* Tarefa 1 *
Copie do trecho sobre as Ciências Sociais na Saúde tudo desde "Nunes assina o" até "área da Saúde.".

---- Trecho dado

O capítulo inicial, "As Ciências Sociais, a Saúde e a Saúde Coletiva" de Canesqui, resgata a trajetória de incorporação das Ciências Sociais no campo da Saúde. Mais que uma síntese histórica, o trabalho constitui vigorosa análise sociológica sobre a construção de legitimidade, ao longo das últimas quatro décadas, das distintas temáticas e abordagens teórico-metodológicas que compõem o escopo das Ciências Sociais na área de Saúde Coletiva, contextualizando-as à luz das conjunturas e aspectos estruturais prevalecentes no Brasil e América Latina neste período.

Nunes assina o texto "As Ciências Sociais e a Saúde: O pensamento recente de alguns pesquisadores", onde analisa trabalhos bastante recentes apresentados numa das oficinas do / Encontro Brasileiro de Ciências Sociais em Saúde. Revela o autor que apesar da diversidade dos temas, percebe-se nestes textos algumas preocupações teórico-metodológicas constantes: a tensão entre estrutura e a ação dos sujeitos sociais na explicação sociológica; a crise dos modelos clássicos de análise; a constituição de novos sujeitos e dos sujeitos coletivos, e sua participação em movimentos sociais distintos; e o universo dos significados como questão fundamental, mas pouco explorada na área da Saúde.

Tais preocupações são também compartilhadas por Alves ("A Perspectiva da Análise Social no Campo da Saúde: Aspectos metodológicos") e Ferreira ("Notas Sobre a Contribuição do Cientista Social ao Campo da Saúde"). Alves reconhece o predomínio da perspectiva estrutural-sistêmica nas pesquisas sociais desenvolvidas na Saúde na década de 80, o que traz uma série de conseqüências metodológicas, entre elas: o de constituir o campo enquanto objeto da explicação científica; o "decifrar" racionalmente os códigos do sistema, subordinando o mundo real à sua apreensão conceituai, e produzindo análises baseadas em amplas formalizações teóricas. Ferreira aponta a interdisciplinaridade como uma alternativa imposta pelo desafio de não reconstruir uma teoria "total", nem cair nas armadilhas das "micro" teorias. Ambos reafirmam a importância do exercício hermenêutico no processo de interpretação dos fatos sociais e da busca do significado das ações humanas no contexto do vivido.

--------
---- Dados do exercício

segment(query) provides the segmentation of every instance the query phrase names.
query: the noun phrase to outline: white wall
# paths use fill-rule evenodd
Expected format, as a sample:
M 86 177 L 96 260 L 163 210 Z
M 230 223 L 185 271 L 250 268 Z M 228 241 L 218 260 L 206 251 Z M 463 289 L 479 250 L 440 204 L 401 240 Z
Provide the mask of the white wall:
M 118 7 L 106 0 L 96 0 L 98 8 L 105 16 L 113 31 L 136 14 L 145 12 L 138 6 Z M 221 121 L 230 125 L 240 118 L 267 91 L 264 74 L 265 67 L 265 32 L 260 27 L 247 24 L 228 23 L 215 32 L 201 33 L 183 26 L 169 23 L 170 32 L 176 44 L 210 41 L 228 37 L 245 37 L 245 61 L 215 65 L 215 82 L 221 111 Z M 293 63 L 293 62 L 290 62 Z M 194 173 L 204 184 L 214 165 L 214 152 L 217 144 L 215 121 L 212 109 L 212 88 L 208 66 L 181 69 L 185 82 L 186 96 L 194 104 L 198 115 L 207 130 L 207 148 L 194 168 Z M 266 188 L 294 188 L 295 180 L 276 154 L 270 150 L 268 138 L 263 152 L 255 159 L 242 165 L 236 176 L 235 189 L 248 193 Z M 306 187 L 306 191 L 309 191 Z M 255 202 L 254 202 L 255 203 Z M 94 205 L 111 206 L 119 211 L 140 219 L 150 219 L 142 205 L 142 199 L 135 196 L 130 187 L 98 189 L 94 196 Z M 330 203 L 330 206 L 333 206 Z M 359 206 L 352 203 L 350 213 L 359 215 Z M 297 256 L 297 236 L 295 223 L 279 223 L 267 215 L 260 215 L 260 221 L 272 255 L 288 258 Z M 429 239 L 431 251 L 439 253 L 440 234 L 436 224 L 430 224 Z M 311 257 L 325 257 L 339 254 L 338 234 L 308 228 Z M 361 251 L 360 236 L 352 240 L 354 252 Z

--------

* Tarefa 2 *
Transcreva sem nenhuma mudança tudo o que vai do começo dos registros até a linha que contém "Provide the mask", com essa linha incluída.

* Resposta correta 1 *
Nunes assina o texto "As Ciências Sociais e a Saúde: O pensamento recente de alguns pesquisadores", onde analisa trabalhos bastante recentes apresentados numa das oficinas do / Encontro Brasileiro de Ciências Sociais em Saúde. Revela o autor que apesar da diversidade dos temas, percebe-se nestes textos algumas preocupações teórico-metodológicas constantes: a tensão entre estrutura e a ação dos sujeitos sociais na explicação sociológica; a crise dos modelos clássicos de análise; a constituição de novos sujeitos e dos sujeitos coletivos, e sua participação em movimentos sociais distintos; e o universo dos significados como questão fundamental, mas pouco explorada na área da Saúde.

* Resposta correta 2 *
segment(query) provides the segmentation of every instance the query phrase names.
query: the noun phrase to outline: white wall
# paths use fill-rule evenodd
Expected format, as a sample:
M 86 177 L 96 260 L 163 210 Z
M 230 223 L 185 271 L 250 268 Z M 228 241 L 218 260 L 206 251 Z M 463 289 L 479 250 L 440 204 L 401 240 Z
Provide the mask of the white wall:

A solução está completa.